Directives
1: Reproduce the OfflineFixJob documentation from "OfflineFixJob Custom Resource" to "OfflineFixJob Controller (orchestration)".
2: What minimum Kubernetes version does the OfflineFixJob documentation list as a prerequisite?
3: Continue the OfflineFixJob documentation past its last line.

Provided passage

----

OfflineFixJob Custom Resource Definition
NBD Prep DaemonSet (host-level NBD management)
Offline-Fix VM image (executes Phase 3 fixers)
OfflineFixJob Controller (orchestration)

Architecture

┌─────────────────────────────────────────────────────────────┐
│ OfflineFixJob CR                                            │
└──────────────────┬──────────────────────────────────────────┘
                   ↓
┌─────────────────────────────────────────────────────────────┐
│ Controller (Python/kopf)                                    │
│  • Selects NBD-capable node                                 │
│  • Annotates node for DaemonSet                             │
└──────────────────┬──────────────────────────────────────────┘
                   ↓
┌─────────────────────────────────────────────────────────────┐
│ NBD Prep DaemonSet                                          │
│  • Attaches disk to NBD device                              │
│  • Mounts filesystem to /var/lib/kubevirt-offline/          │
└──────────────────┬──────────────────────────────────────────┘
                   ↓
┌─────────────────────────────────────────────────────────────┐
│ KubeVirt VM (offline-fix-vm)                                │
│  • Mounts HostDisk from NBD mount                           │
│  • Runs Phase 3 fixers (fstab, initramfs, grub, selinux)   │
└──────────────────┬──────────────────────────────────────────┘
                   ↓
┌─────────────────────────────────────────────────────────────┐
│ Cleanup                                                     │
│  • DaemonSet unmounts and disconnects NBD                   │
└─────────────────────────────────────────────────────────────┘

Prerequisites

1. Kubernetes Cluster

Kubernetes 1.24+
KubeVirt 0.59+ installed
NBD kernel module available on nodes
Privileged DaemonSets allowed (for NBD operations)

----

Extracted material
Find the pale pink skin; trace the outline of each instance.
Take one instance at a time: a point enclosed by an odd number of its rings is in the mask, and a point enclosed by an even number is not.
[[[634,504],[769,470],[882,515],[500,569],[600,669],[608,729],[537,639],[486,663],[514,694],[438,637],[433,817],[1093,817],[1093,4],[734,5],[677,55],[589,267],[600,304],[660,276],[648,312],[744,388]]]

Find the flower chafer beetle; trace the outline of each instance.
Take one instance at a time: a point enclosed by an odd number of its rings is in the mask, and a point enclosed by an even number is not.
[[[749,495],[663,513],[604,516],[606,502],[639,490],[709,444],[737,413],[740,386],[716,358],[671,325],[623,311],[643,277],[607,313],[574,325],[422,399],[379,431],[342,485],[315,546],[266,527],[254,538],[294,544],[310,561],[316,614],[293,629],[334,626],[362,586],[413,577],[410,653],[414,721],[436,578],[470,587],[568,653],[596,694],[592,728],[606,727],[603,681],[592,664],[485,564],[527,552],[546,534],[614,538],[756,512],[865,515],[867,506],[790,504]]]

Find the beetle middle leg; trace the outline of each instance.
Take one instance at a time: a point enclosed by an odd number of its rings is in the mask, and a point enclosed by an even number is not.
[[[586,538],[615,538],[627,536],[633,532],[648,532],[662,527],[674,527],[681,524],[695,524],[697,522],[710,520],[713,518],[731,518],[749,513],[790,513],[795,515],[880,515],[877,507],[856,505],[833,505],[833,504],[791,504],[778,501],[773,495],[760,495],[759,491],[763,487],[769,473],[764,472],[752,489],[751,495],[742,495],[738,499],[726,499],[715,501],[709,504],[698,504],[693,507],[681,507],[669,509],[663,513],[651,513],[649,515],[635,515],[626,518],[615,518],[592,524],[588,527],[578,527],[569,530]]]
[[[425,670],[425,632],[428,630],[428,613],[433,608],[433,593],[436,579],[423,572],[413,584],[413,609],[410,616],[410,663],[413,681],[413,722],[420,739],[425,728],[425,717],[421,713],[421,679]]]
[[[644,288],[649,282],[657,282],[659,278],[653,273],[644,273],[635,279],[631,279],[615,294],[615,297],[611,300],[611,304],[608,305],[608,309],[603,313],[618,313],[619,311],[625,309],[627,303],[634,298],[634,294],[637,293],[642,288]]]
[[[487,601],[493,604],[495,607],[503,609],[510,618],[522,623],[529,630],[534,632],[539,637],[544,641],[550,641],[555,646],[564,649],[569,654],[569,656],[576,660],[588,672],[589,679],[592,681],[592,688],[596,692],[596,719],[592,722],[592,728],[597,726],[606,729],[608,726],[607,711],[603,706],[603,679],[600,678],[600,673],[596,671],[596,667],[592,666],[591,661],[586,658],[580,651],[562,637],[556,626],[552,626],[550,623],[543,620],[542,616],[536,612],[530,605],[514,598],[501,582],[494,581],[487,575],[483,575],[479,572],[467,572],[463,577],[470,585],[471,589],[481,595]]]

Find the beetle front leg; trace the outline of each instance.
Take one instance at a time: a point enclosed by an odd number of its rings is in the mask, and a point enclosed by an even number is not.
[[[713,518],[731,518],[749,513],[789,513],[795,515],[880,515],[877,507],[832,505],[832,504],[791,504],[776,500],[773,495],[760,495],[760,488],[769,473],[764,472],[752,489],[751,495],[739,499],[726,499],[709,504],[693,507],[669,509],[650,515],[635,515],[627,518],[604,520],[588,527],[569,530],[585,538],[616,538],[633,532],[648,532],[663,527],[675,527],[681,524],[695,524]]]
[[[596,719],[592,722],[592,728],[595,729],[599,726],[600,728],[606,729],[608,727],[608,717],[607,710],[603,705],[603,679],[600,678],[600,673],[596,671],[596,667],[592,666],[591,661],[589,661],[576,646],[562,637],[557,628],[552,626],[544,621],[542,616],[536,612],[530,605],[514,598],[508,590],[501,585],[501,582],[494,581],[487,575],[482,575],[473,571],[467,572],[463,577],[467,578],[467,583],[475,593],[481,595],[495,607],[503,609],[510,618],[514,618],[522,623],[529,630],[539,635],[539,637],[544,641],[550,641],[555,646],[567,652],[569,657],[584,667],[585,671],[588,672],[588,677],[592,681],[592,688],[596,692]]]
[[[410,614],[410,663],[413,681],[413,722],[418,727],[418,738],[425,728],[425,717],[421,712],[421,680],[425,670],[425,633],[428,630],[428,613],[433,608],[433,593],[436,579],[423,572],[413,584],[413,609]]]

----

Per-task outputs
1:
OfflineFixJob Custom Resource Definition
NBD Prep DaemonSet (host-level NBD management)
Offline-Fix VM image (executes Phase 3 fixers)
OfflineFixJob Controller (orchestration)

2: Kubernetes 1.24 or later.

3:
2. Node Requirements

Nodes that will run offline-fix operations need:

# NBD kernel module
sudo modprobe nbd max_part=16
lsmod | grep nbd

# Required tools
sudo apt-get install -y qemu-utils lvm2

# Directory for NBD mounts
sudo mkdir -p /var/lib/kubevirt-offline
sudo mkdir -p /var/lib/imports

3. KubeVirt

Verify KubeVirt is installed:

kubectl get kubevirt -n kubevirt
kubectl get vmi -A

Step 1: Build Docker Images

Option A: Build Locally

cd /path/to/hyper2kvm

# Set registry (change to your registry)
export REGISTRY=quay.io/yourusername
export VERSION=v1.0.0

# Build images
./scripts/build-phase4-images.sh

# Push to registry
docker push $REGISTRY/nbd-prep:$VERSION
docker push $REGISTRY/offline-fix-vm:$VERSION

Option B: Use Pre-built Images

If using pre-built images from quay.io/hyper2kvm, skip to Step 2.

Step 2: Deploy CRD

Deploy the OfflineFixJob Custom Resource Definition:

kubectl apply -f k8s/operator/crds/offlinefixjob.yaml

Verify:

kubectl get crd offlinefixjobs.hyper2kvm.io
kubectl api-resources | grep offlinefixjob

Step 3: Label NBD-Capable Nodes

Label nodes that can perform NBD operations:

# Check nodes
kubectl get nodes

# Label nodes (adjust node names)
kubectl label node worker-1 hyper2kvm.io/nbd-capable=true
kubectl label node worker-2 hyper2kvm.io/nbd-capable=true

# Verify
kubectl get nodes -L hyper2kvm.io/nbd-capable

Step 4: Deploy NBD Prep DaemonSet

Update Image References (if needed)

Edit k8s/daemon/nbd-prep-daemonset.yaml if using custom registry:

containers:
- name: nbd-prep
  image: quay.io/yourusername/nbd-prep:v1.0.0  # Change this

Deploy DaemonSet

kubectl apply -f k8s/daemon/nbd-prep-daemonset.yaml

Verify

# Check DaemonSet
kubectl get ds -n hyper2kvm-system nbd-prep

# Check pods on labeled nodes
kubectl get pods -n hyper2kvm-system -l app=nbd-prep -o wide

# Check logs
kubectl logs -n hyper2kvm-system -l app=nbd-prep --tail=50

Expected output:

NBD Prep Daemon starting on node: worker-1
Loading NBD kernel module
NBD module loaded successfully

Step 5: Update Operator Deployment

The OfflineFixJob controller runs as part of the main operator.

Update Operator Image (if rebuilding)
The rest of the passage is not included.